Saved entries:
▼

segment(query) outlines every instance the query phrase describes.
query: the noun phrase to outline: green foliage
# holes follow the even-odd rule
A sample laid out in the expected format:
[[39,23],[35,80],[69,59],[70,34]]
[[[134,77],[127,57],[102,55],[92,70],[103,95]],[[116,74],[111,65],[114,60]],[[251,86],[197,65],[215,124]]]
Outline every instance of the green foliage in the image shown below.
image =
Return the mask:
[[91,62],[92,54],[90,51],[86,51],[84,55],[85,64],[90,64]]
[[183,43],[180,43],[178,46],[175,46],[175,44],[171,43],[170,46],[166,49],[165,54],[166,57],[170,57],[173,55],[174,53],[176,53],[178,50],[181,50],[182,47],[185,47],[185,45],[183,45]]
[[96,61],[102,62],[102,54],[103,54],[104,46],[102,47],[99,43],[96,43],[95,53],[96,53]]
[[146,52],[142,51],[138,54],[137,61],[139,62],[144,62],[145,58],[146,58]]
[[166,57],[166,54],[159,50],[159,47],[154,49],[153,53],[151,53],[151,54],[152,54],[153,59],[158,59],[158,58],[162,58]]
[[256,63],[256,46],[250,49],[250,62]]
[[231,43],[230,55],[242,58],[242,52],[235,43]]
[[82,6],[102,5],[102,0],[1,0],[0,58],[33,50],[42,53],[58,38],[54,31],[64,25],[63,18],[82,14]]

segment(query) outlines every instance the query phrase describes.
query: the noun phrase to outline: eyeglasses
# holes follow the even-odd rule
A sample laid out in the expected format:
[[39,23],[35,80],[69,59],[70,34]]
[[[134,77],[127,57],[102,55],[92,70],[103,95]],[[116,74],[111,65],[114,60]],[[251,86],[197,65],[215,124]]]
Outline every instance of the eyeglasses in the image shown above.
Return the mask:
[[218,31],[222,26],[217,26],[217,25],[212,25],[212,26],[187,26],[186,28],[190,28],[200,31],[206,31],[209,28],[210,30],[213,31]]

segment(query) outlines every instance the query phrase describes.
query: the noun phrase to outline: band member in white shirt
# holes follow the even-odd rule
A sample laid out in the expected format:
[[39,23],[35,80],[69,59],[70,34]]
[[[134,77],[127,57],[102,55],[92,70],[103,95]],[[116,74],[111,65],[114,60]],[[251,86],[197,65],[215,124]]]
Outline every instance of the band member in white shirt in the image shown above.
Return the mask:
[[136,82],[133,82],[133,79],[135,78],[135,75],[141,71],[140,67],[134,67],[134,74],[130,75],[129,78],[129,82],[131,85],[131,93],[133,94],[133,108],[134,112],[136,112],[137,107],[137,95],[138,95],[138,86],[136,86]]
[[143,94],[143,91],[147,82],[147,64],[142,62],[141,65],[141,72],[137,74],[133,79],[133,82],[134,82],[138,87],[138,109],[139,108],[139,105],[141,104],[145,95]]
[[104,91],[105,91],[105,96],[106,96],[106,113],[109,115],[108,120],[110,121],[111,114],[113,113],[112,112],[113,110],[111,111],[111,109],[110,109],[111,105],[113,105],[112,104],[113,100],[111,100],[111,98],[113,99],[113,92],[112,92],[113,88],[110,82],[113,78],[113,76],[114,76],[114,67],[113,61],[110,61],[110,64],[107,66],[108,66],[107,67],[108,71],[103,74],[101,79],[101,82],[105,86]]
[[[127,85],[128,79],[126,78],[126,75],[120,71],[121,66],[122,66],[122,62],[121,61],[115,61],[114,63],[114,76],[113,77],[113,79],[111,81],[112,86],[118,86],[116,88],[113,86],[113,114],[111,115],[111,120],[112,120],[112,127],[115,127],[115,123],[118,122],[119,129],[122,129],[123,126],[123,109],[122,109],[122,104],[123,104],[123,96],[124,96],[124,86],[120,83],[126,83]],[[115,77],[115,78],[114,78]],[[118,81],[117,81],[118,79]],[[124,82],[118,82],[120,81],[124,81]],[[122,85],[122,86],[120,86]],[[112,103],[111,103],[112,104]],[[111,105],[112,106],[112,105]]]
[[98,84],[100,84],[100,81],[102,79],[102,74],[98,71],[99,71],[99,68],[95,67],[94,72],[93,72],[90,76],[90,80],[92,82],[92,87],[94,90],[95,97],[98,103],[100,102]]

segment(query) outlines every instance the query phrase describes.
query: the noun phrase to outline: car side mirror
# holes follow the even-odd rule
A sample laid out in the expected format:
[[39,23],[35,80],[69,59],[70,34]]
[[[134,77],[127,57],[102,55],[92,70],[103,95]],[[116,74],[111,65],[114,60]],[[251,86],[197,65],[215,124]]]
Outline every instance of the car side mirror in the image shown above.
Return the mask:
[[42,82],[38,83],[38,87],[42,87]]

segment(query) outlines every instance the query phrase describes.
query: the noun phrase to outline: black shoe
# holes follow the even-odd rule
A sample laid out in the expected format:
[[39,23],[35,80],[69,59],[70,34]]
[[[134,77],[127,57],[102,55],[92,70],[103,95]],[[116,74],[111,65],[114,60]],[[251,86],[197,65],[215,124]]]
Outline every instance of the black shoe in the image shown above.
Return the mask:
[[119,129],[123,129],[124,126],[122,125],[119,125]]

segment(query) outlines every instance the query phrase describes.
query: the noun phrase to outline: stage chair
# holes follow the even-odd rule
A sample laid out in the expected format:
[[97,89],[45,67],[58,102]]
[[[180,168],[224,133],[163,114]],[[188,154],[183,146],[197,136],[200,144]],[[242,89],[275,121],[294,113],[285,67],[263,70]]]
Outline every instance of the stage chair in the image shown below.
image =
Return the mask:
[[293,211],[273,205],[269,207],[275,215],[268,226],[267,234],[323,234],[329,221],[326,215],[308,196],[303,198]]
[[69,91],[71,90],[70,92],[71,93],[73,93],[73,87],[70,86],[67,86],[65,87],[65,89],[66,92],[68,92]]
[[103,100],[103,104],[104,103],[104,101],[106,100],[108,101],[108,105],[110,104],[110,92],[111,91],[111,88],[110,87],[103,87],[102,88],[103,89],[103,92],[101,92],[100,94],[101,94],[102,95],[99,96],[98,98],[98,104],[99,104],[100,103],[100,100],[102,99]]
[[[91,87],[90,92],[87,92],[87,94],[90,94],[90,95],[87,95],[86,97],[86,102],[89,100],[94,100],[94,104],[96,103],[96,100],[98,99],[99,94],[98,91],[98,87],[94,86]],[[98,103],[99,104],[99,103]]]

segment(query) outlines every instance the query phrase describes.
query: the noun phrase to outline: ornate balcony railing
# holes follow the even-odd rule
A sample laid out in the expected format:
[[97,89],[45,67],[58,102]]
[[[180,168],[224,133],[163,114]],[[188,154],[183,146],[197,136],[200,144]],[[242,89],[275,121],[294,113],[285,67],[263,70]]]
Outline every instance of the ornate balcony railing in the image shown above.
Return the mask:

▲

▶ [Task instructions]: Find every line in the records above that contains the word "shirt", and copy each of those lines.

▶ [Result of this task]:
query: the noun phrase to outline: band member in white shirt
Outline every instance of the band member in white shirt in the image shown above.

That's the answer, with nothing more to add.